▸ **Task brief**: Convert the lines of the items below, from the line with "Target: outboard motor" through the last line of the items, into a JSON list of strings with one string per line, leaving out blank lines.

Data records
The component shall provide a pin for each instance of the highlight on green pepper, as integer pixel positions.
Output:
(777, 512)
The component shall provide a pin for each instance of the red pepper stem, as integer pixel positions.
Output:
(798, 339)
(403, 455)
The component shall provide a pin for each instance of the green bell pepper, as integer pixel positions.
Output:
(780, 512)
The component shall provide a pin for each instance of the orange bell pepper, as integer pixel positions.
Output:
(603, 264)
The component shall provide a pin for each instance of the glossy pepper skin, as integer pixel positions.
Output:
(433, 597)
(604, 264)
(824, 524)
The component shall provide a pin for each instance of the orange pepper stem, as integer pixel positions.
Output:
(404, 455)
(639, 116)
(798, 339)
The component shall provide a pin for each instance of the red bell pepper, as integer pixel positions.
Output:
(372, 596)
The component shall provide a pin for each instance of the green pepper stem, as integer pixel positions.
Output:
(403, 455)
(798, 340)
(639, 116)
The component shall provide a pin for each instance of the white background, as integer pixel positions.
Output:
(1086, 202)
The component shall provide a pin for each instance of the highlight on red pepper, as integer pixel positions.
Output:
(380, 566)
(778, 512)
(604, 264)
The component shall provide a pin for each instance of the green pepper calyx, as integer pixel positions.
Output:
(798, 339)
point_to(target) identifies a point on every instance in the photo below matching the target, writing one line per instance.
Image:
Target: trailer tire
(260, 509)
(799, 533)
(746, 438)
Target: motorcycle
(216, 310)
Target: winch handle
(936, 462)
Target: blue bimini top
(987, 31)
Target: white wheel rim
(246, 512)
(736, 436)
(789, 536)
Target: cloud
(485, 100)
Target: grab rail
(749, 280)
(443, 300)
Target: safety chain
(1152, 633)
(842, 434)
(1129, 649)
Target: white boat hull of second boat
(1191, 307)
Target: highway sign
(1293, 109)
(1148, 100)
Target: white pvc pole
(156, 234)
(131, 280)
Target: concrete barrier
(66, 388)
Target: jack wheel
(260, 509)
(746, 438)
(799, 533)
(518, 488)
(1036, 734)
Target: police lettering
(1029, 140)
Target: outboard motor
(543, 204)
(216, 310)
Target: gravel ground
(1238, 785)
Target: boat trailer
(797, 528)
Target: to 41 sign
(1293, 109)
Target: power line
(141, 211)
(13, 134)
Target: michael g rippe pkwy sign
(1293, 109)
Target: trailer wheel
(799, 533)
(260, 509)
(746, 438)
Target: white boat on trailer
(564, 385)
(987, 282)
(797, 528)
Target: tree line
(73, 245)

▸ **Answer for the task**:
[
  "Target: outboard motor",
  "(543, 204)",
  "(216, 310)",
  "Target: gravel ground",
  "(1238, 785)",
  "Target: boat trailer",
  "(797, 528)",
  "Target: to 41 sign",
  "(1293, 109)",
  "Target: power line",
  "(141, 211)",
  "(13, 134)",
  "Target: michael g rippe pkwy sign",
  "(1293, 109)",
  "Target: trailer wheel",
  "(799, 533)",
  "(260, 509)",
  "(746, 438)",
  "Target: white boat on trailer",
  "(564, 385)",
  "(987, 282)",
  "(797, 528)",
  "Target: tree line",
  "(73, 245)"
]